Geoengineering’s grand challenge is geopolitical: Which country or countries get to decide to inject aerosols into the atmosphere, on what scale and for how long? There is no easy path to a stable and legitimate governance process for a cheap, high-leverage technology in an unstable world.

Which is better? Carbon removal is doubtless the safest path to permanent cooling, but solar geoengineering may well be able to cool the world this century with fewer environmental impacts and less social and economic disruption. Yet no one knows, because the question is not being asked. Geoengineering research budgets are minuscule, and much of the work is accomplished after hours by scientists acting outside their institutions’ priorities.

The United Nations Intergovernmental Panel on Climate Change assumes enormous use of carbon removal to meet the Paris Agreement target of 1.5 degrees Celsius (2.7 degrees Fahrenheit), but not because scientists carefully compared removal and geoengineering. This was a glaring omission in the I.P.C.C. report, given that one of the very few areas of agreement about geoengineering is that it could lower global temperatures.

Research is minimal because geoengineering has influential opponents. The strongest opposition to geoengineering research stems from fear that the technology will be exploited by the powerful to maintain the status quo. Why cut emissions if we can seed the atmosphere with sulfur and keep the planet cool? This is geoengineering’s moral hazard.

The problem: Could you carry on the geoengineering passage from its final sentence?

(Stored items)
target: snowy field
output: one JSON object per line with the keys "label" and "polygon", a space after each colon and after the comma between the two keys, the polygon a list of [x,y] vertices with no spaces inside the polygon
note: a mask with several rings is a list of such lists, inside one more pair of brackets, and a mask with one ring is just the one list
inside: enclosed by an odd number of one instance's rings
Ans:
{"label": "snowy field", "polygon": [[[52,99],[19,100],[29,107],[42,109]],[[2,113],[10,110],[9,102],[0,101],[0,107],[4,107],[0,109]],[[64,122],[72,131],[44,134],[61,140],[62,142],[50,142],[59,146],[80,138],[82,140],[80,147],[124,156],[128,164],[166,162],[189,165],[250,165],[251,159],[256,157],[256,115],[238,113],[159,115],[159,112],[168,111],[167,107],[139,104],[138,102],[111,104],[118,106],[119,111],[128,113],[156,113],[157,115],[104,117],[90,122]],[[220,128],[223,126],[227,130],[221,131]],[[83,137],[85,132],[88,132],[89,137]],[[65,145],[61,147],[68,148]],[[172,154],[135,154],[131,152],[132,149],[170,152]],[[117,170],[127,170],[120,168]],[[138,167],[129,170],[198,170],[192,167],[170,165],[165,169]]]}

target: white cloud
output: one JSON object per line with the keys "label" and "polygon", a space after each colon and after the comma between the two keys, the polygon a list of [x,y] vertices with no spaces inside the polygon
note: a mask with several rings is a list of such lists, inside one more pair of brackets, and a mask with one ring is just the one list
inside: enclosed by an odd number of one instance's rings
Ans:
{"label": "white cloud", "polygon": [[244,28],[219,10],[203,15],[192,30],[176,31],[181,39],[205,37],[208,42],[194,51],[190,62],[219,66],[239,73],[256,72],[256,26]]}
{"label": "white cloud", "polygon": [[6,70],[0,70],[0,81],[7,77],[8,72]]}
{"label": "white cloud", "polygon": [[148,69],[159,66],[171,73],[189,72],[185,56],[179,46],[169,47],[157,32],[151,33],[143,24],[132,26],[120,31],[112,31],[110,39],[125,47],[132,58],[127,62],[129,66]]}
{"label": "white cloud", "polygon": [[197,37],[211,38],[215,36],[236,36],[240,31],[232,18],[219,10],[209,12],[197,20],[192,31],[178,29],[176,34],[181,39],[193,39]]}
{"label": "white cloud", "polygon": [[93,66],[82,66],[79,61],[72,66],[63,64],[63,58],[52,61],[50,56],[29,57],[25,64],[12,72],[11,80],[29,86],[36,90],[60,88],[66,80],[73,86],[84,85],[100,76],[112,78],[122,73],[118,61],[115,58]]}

Answer box:
This threat is real, but I don’t find it a convincing basis to forgo research, particularly given evidence that support for geoengineering research is stronger in regions that are poorer and more vulnerable to climate change, regions that would benefit most from cooling.

Some will no doubt exaggerate the benefits of solar geoengineering to protect the fossil fuel industry. But this threat is not unique to geoengineering. Carbon removal may pose a stronger moral hazard today. Activists like Al Gore once opposed adaptive measures such as flood protection, out of fear it would distract from emission cuts. They now embrace such measures, yet support for emissions cuts has never been higher, proving that support for one method of limiting climate risks need not reduce support for others.

Emissions cuts are necessary. But pretending that climate change can be solved with emissions cuts alone is a dangerous fantasy. If you want to reduce risks from the emissions already in the atmosphere — whether that’s to prevent forest fires in Algeria, heat waves in British Columbia or floods in Germany — you must look to carbon removal, solar geoengineering and local adaptation.

Emissions monomania is not an ethical climate policy because those three approaches together do what emissions cuts cannot: They reduce the future harms caused by historical emissions and provide a reason to hope that collective action can begin repairing Earth’s climate within a human lifetime.

Perhaps the best reason to take cooling seriously is that benefits seem likely to go to the poorest countries. Heat reduces intellectual and physical productivity with economywide consequences. Hotter regions are more sensitive to extra degrees of warming, while some cool regions may even benefit. A year that’s a degree warmer than normal will see economic growth in India reduced by about 17 percent, while Sweden will see growth increased by about 22 percent.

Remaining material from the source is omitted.